╭──

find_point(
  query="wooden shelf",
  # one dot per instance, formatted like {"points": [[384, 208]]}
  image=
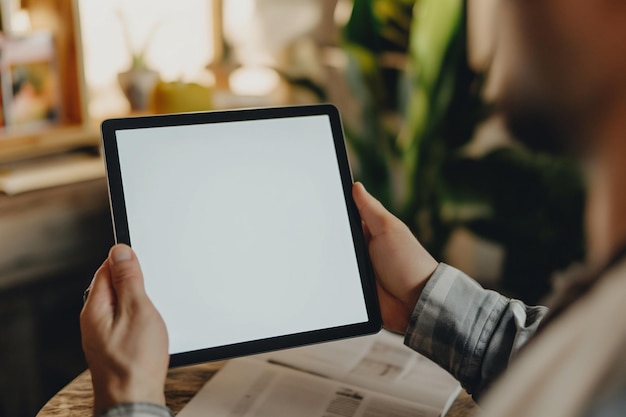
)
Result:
{"points": [[73, 130], [46, 142]]}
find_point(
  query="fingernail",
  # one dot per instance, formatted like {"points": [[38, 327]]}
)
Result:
{"points": [[121, 253]]}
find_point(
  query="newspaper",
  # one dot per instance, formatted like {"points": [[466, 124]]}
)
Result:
{"points": [[371, 376]]}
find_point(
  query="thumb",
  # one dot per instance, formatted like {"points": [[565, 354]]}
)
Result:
{"points": [[126, 276], [373, 213]]}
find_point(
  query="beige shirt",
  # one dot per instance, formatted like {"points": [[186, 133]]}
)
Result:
{"points": [[577, 362]]}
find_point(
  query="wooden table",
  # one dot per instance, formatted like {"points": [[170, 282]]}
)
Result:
{"points": [[76, 399]]}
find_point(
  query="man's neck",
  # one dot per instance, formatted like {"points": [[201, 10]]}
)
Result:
{"points": [[606, 188]]}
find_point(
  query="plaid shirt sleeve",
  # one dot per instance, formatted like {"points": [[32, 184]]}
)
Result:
{"points": [[137, 410], [469, 331]]}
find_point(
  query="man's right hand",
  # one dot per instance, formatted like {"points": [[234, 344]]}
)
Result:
{"points": [[402, 266]]}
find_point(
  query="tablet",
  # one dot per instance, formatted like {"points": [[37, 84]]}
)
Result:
{"points": [[245, 227]]}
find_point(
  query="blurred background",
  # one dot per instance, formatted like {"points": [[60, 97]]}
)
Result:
{"points": [[414, 81]]}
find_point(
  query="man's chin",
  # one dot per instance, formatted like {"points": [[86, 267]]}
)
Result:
{"points": [[540, 129]]}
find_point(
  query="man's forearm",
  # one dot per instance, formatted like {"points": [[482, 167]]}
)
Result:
{"points": [[469, 331]]}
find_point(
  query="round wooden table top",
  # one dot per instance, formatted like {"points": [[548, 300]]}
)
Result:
{"points": [[76, 399]]}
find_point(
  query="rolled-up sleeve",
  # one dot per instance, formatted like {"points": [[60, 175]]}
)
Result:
{"points": [[471, 332]]}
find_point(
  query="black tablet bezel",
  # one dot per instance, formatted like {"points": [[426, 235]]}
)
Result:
{"points": [[121, 229]]}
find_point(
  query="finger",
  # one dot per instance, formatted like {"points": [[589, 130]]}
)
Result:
{"points": [[100, 302], [126, 277], [372, 212], [366, 232]]}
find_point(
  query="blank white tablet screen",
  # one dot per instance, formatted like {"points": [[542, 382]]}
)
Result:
{"points": [[241, 229]]}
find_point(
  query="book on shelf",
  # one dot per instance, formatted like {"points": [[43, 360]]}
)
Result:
{"points": [[369, 376]]}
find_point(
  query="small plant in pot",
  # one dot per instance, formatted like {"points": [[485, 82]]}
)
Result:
{"points": [[139, 81]]}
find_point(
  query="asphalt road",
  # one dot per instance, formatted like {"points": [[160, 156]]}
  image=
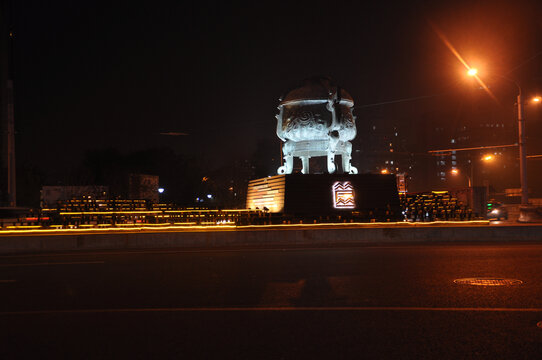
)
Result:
{"points": [[391, 302]]}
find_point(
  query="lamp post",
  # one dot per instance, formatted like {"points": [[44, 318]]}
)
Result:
{"points": [[521, 135]]}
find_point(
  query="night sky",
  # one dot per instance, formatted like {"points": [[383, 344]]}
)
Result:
{"points": [[117, 74]]}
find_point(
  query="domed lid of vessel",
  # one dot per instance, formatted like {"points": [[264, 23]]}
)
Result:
{"points": [[315, 88]]}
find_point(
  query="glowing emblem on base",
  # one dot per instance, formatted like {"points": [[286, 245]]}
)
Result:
{"points": [[343, 195]]}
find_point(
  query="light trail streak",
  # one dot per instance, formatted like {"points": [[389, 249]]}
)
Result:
{"points": [[271, 309]]}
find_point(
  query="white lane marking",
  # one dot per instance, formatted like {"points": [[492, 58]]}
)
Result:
{"points": [[54, 263], [270, 309]]}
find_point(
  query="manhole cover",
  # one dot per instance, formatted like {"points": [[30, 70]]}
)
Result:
{"points": [[488, 281]]}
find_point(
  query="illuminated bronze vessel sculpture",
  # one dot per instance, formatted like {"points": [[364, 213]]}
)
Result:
{"points": [[316, 120]]}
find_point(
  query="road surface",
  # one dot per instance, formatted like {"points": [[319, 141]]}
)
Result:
{"points": [[373, 302]]}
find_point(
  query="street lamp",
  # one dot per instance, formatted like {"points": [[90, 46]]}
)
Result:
{"points": [[521, 135]]}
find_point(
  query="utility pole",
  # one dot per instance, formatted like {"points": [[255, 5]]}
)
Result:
{"points": [[8, 189]]}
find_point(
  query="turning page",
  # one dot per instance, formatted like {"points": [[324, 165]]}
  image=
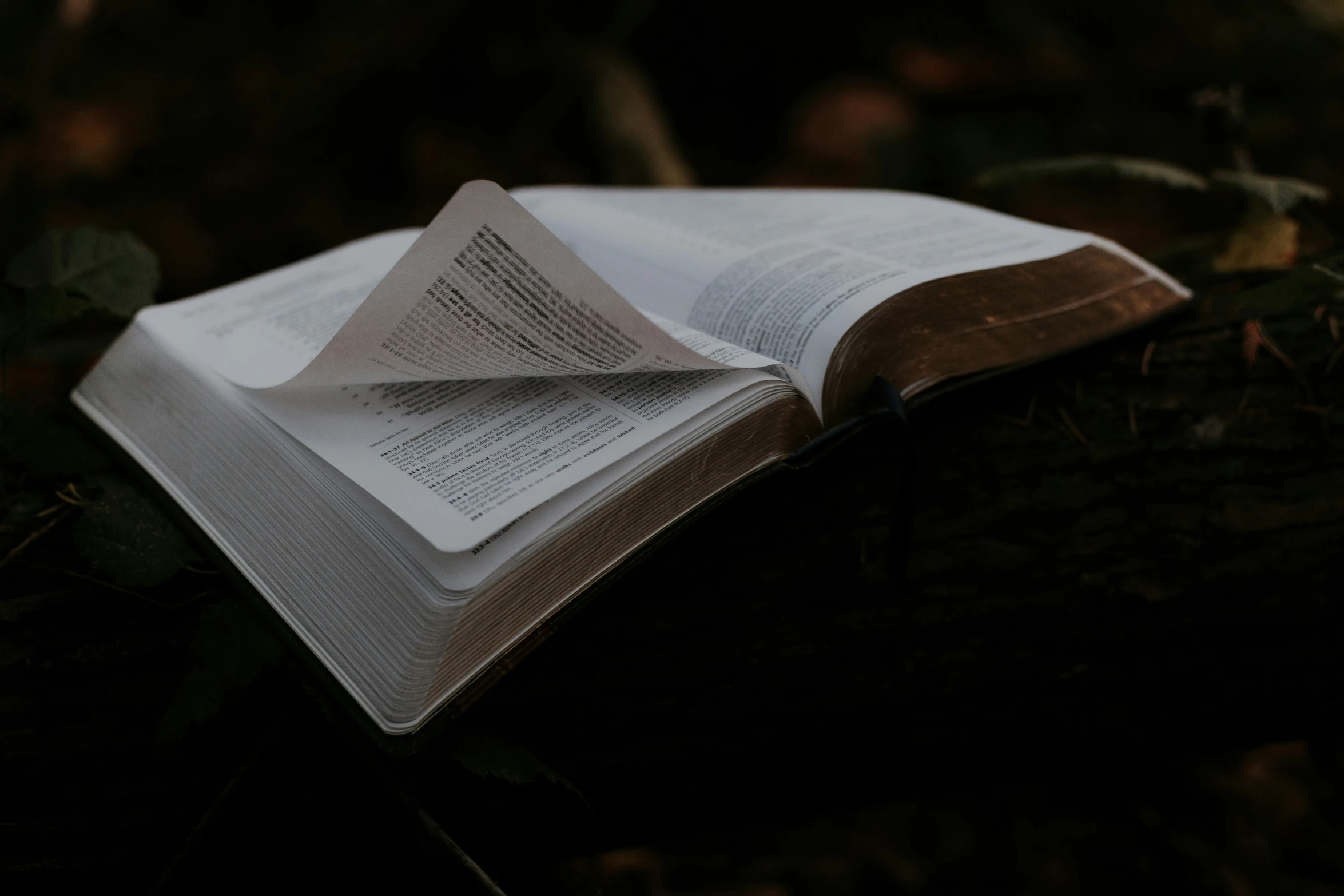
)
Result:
{"points": [[448, 372], [785, 273]]}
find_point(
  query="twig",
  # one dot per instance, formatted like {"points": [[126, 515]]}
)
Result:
{"points": [[1024, 422], [1254, 337], [1073, 428], [194, 837], [439, 837], [33, 537]]}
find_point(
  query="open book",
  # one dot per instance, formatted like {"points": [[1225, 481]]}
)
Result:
{"points": [[419, 447]]}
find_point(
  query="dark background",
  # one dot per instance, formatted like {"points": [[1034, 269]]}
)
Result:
{"points": [[234, 137], [238, 136]]}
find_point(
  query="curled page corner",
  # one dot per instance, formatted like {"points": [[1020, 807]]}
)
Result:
{"points": [[488, 292]]}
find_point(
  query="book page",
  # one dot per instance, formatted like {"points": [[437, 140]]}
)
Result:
{"points": [[484, 292], [459, 460], [456, 459], [782, 273]]}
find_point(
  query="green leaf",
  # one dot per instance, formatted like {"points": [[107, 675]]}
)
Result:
{"points": [[128, 537], [1304, 286], [483, 754], [1280, 194], [230, 652], [1093, 166], [110, 272]]}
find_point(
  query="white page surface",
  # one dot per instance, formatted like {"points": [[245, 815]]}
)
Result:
{"points": [[782, 273]]}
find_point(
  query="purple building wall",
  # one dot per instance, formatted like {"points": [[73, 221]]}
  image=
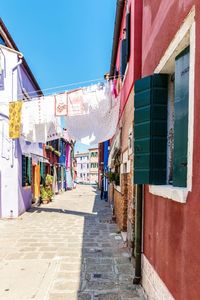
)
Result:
{"points": [[24, 193]]}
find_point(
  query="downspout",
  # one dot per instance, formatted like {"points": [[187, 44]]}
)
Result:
{"points": [[12, 142], [138, 232], [117, 28]]}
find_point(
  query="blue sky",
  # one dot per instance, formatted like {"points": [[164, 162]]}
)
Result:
{"points": [[63, 41]]}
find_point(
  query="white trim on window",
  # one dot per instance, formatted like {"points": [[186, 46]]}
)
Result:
{"points": [[169, 192], [184, 37]]}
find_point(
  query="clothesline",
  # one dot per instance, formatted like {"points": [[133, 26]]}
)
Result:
{"points": [[70, 84], [88, 114]]}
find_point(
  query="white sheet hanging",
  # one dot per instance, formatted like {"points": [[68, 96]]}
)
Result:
{"points": [[92, 116]]}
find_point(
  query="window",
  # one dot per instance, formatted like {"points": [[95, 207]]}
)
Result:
{"points": [[2, 42], [179, 62], [42, 173], [125, 46], [26, 171], [94, 154], [94, 165]]}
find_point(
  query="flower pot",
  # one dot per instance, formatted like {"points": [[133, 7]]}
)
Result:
{"points": [[45, 201]]}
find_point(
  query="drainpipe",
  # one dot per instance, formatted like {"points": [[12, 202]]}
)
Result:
{"points": [[12, 143], [138, 232]]}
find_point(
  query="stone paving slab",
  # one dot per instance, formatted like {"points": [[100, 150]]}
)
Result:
{"points": [[69, 249]]}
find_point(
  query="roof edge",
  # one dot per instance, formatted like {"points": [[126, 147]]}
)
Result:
{"points": [[117, 28]]}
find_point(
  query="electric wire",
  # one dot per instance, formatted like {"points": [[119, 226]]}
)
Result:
{"points": [[59, 87]]}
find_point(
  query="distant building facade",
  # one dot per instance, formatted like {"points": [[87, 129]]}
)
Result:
{"points": [[82, 160], [93, 164]]}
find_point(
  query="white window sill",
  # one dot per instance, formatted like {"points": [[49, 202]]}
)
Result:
{"points": [[118, 188], [167, 191]]}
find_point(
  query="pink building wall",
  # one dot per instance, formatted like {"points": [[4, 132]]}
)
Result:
{"points": [[171, 229]]}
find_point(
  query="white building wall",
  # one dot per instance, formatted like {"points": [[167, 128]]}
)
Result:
{"points": [[8, 149], [82, 168]]}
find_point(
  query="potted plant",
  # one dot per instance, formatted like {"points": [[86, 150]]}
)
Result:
{"points": [[44, 195], [48, 180], [111, 176], [57, 153]]}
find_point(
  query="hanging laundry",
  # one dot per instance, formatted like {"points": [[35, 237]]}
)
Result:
{"points": [[91, 115], [2, 70], [61, 105], [94, 128], [15, 109]]}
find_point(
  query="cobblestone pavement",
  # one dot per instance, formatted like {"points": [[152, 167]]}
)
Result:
{"points": [[68, 250]]}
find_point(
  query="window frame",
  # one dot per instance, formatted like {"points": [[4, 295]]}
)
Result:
{"points": [[184, 37]]}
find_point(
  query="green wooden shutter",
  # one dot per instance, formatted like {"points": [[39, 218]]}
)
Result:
{"points": [[128, 36], [23, 170], [181, 118], [150, 129], [123, 57]]}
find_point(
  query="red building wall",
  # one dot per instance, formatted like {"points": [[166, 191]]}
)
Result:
{"points": [[171, 229], [134, 64]]}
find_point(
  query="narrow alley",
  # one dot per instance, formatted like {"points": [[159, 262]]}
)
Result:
{"points": [[68, 249]]}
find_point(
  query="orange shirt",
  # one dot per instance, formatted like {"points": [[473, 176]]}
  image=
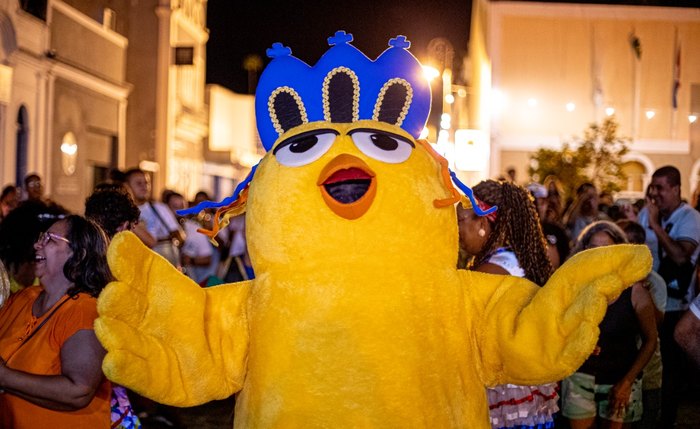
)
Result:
{"points": [[42, 355]]}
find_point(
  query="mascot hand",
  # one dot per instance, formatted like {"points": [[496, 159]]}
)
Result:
{"points": [[557, 326], [164, 334]]}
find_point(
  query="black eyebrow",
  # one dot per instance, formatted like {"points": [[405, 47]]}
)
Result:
{"points": [[374, 130], [288, 140]]}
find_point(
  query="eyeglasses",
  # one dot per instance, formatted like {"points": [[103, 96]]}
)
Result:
{"points": [[45, 237]]}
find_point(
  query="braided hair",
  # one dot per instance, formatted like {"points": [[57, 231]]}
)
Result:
{"points": [[517, 226]]}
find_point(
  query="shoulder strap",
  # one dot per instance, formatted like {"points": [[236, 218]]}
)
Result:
{"points": [[43, 322]]}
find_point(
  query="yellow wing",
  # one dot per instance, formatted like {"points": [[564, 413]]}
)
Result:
{"points": [[532, 335], [166, 337]]}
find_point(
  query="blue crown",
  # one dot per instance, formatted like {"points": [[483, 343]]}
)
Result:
{"points": [[344, 86]]}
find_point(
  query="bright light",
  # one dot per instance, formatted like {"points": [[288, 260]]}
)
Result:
{"points": [[430, 72], [69, 148]]}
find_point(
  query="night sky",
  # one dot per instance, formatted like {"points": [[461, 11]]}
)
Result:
{"points": [[239, 28]]}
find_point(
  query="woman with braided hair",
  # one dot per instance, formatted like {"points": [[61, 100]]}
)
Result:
{"points": [[510, 241]]}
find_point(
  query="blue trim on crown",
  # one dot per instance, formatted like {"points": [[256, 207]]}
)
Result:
{"points": [[470, 194], [223, 203], [287, 70]]}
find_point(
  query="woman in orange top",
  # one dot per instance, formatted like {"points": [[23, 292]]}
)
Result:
{"points": [[50, 359]]}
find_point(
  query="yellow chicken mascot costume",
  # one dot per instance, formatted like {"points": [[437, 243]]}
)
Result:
{"points": [[358, 316]]}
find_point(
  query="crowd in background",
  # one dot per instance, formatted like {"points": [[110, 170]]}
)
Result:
{"points": [[633, 378], [640, 367], [40, 242]]}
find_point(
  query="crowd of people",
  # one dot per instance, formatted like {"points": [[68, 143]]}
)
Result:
{"points": [[56, 262], [637, 373]]}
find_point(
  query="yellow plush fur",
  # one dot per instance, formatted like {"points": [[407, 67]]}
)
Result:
{"points": [[352, 323]]}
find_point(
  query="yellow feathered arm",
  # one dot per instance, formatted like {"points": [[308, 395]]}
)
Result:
{"points": [[166, 337], [532, 335]]}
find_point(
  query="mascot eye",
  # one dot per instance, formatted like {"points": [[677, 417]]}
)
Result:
{"points": [[304, 148], [382, 146]]}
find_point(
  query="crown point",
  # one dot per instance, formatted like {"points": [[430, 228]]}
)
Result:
{"points": [[278, 50], [340, 37], [400, 42]]}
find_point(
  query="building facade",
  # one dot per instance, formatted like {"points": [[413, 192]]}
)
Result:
{"points": [[64, 97], [542, 72]]}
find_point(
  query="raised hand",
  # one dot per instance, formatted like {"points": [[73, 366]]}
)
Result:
{"points": [[164, 334]]}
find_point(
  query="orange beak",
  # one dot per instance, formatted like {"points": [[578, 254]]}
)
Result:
{"points": [[348, 186]]}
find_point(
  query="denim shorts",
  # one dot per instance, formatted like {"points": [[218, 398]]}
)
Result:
{"points": [[582, 398]]}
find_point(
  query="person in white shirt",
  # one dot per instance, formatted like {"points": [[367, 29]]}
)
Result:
{"points": [[157, 217]]}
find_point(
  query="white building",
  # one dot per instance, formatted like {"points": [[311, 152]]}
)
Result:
{"points": [[63, 97]]}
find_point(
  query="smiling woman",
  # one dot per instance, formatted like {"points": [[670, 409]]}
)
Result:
{"points": [[50, 359]]}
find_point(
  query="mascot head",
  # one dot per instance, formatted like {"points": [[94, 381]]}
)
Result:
{"points": [[345, 169]]}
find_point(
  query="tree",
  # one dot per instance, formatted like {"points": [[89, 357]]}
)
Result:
{"points": [[595, 158]]}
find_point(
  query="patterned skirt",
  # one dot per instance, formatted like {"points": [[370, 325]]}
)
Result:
{"points": [[523, 407]]}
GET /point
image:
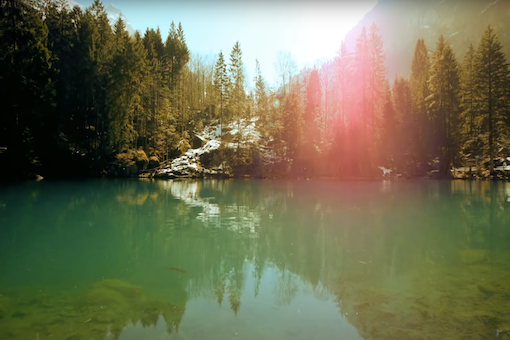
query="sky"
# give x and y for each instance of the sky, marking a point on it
(310, 31)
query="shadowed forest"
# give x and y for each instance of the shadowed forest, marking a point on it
(82, 97)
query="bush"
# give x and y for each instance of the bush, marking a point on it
(153, 162)
(184, 146)
(140, 159)
(124, 160)
(132, 161)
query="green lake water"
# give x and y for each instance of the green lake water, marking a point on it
(251, 260)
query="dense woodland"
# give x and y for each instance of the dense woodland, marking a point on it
(81, 97)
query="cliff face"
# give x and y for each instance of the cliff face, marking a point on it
(402, 22)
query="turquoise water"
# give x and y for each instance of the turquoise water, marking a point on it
(235, 259)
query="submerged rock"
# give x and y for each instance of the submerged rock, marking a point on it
(473, 256)
(112, 292)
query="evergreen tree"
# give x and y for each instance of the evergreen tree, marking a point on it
(419, 92)
(378, 93)
(443, 104)
(492, 88)
(470, 118)
(389, 127)
(175, 59)
(25, 89)
(120, 128)
(261, 100)
(406, 125)
(237, 94)
(221, 86)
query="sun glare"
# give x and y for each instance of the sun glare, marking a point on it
(323, 27)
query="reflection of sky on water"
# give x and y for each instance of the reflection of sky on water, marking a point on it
(234, 217)
(303, 316)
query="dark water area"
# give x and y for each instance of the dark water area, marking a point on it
(248, 259)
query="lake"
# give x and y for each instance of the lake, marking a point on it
(249, 259)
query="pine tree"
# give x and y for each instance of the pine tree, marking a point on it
(443, 104)
(378, 91)
(238, 95)
(221, 86)
(261, 100)
(175, 59)
(389, 127)
(419, 92)
(120, 128)
(25, 89)
(313, 117)
(470, 119)
(137, 61)
(492, 87)
(406, 125)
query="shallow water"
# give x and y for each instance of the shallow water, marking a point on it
(233, 259)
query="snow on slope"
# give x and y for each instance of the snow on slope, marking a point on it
(189, 163)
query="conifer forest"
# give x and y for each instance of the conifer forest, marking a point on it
(81, 97)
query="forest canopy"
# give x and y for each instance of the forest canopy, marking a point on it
(82, 97)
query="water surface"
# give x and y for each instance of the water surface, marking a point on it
(233, 259)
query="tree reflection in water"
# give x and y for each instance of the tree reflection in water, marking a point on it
(400, 259)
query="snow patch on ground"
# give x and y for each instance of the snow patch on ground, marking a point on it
(188, 165)
(489, 6)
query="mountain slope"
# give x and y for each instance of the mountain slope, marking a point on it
(402, 22)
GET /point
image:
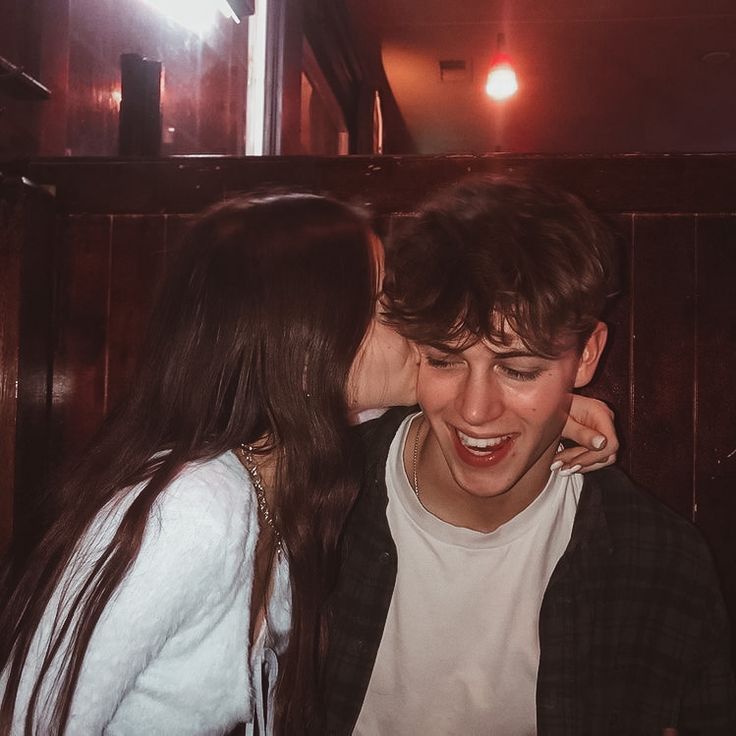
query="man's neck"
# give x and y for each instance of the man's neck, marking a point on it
(444, 498)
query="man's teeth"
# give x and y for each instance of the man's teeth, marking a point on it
(475, 443)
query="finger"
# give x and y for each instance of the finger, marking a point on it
(586, 459)
(598, 439)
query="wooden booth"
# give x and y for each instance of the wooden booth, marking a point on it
(84, 243)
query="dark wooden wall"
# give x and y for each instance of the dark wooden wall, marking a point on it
(669, 369)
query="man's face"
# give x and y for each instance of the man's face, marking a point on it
(496, 414)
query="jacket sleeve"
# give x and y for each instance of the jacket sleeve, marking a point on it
(708, 703)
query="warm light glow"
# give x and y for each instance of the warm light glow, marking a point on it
(196, 15)
(501, 82)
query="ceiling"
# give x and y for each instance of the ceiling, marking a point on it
(597, 76)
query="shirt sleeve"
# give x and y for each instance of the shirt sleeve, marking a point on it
(195, 554)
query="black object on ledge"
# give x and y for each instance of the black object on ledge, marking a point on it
(14, 82)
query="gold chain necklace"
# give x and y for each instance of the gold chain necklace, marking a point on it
(245, 453)
(415, 457)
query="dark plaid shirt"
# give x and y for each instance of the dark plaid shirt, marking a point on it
(633, 630)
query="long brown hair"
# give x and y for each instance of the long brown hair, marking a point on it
(253, 335)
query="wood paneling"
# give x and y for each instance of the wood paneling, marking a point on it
(663, 357)
(138, 251)
(389, 184)
(27, 225)
(80, 385)
(715, 420)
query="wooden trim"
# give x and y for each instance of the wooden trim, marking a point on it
(704, 183)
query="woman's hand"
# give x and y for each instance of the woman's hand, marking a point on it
(590, 425)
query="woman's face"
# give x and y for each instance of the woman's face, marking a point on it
(384, 372)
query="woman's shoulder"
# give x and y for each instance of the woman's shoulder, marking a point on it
(208, 500)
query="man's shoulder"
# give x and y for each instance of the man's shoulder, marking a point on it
(639, 523)
(377, 434)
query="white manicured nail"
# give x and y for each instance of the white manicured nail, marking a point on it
(570, 471)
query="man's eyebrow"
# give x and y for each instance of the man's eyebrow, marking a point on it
(520, 353)
(443, 347)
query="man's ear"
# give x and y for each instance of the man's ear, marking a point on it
(591, 354)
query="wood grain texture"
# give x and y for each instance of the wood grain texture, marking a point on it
(677, 183)
(138, 250)
(81, 359)
(11, 234)
(715, 424)
(663, 357)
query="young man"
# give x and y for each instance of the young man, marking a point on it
(484, 591)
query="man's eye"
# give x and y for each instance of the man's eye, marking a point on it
(433, 362)
(520, 375)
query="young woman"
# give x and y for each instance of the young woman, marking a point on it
(198, 536)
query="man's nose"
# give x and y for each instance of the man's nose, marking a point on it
(480, 400)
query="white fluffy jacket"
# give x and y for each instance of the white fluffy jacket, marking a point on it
(171, 654)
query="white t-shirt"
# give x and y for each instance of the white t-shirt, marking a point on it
(171, 654)
(460, 650)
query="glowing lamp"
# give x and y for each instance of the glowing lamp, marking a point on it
(501, 83)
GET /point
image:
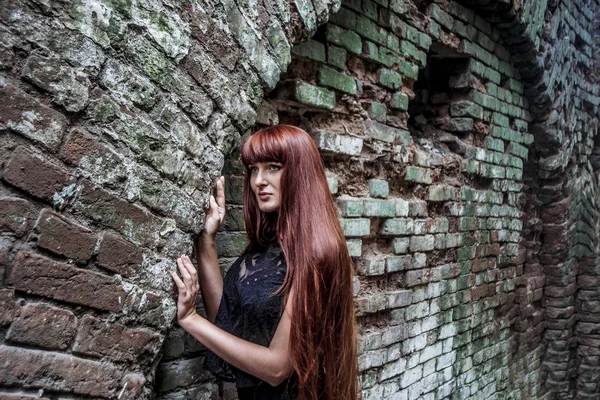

╰──

* **TASK GOAL**
Copy each line in the entries above where the word "vessel" shows up.

* **SOLUTION BELOW**
  query="domed lid of vessel",
  query="illuminated bronze vessel sculpture",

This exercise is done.